# 出典

結構前の作品であるにもかかわらず、思いのほか中古のお値段が高い人気作です。

アマゾンの内容紹介から。
勉強ができない理由を、「能力」のせいにしていませんか?「できる」人の「知識のしくみ」が自分のものになる方法を、認知心理学から、やさしくアドバイスします。

目の前の試験に直結するやり方ではないかもしれませんが、まさに「本質的な勉強法」が提示されていると思います!






4/52 - Homework / Skakerman


【ポイント】

■1.「できない」ことと「一般的な能力のなさ」は違う
 ここにたとえば、ある問題が起こっていて、その問題は解決「できない」けれど、解決できない理由はその問題を解決するのに必要な知識のほんの一部だけが足りないからだ、とはっきりわかっている人がいるとしましょう。その人は、その問題が解決「できない」からといって、その問題が関係するすべてのことについての自分の能力や、もっと一般的な自分の能力のなさ――たとえば頭が悪いといったこと――を嘆いたりはしないでしょう。おそらく、その人は「あの知識が足りないから、いまはこの問題は解決できない」としか考えないでしょう。

# 提供情報
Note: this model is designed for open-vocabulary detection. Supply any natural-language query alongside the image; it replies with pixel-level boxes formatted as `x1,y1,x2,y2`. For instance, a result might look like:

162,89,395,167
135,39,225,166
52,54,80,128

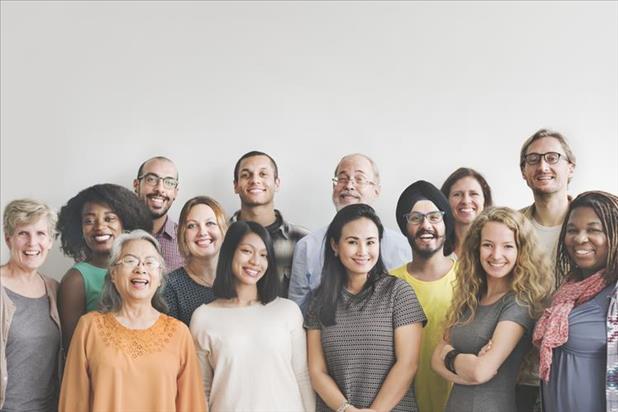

# 取り組む課題
- a) 本文について、次の問いに答えてください。
(i) 中古の値段について、どのように述べられていますか。
(ii) アマゾンの内容紹介によると、アドバイスはどの学問に基づいていますか。
(iii) 「■1.」の項で、問題を解決できない人に足りないとはっきりわかっているものは何ですか。
- b) 本文から、「4/52 - Homework」と「い」としか考えないでしょう。」の間の部分を、両端の語句も含めてそのまま抜き出してください。
本文の記述だけを根拠として回答してください。

# 期待される解答
- a)
(i) 思いのほか高いと述べられています。
(ii) 認知心理学です。
(iii) その問題を解決するのに必要な知識のほんの一部です。

- b)
4/52 - Homework / Skakerman


【ポイント】

■1.「できない」ことと「一般的な能力のなさ」は違う
 ここにたとえば、ある問題が起こっていて、その問題は解決「できない」けれど、解決できない理由はその問題を解決するのに必要な知識のほんの一部だけが足りないからだ、とはっきりわかっている人がいるとしましょう。その人は、その問題が解決「できない」からといって、その問題が関係するすべてのことについての自分の能力や、もっと一般的な自分の能力のなさ――たとえば頭が悪いといったこと――を嘆いたりはしないでしょう。おそらく、その人は「あの知識が足りないから、いまはこの問題は解決できない」としか考えないでしょう。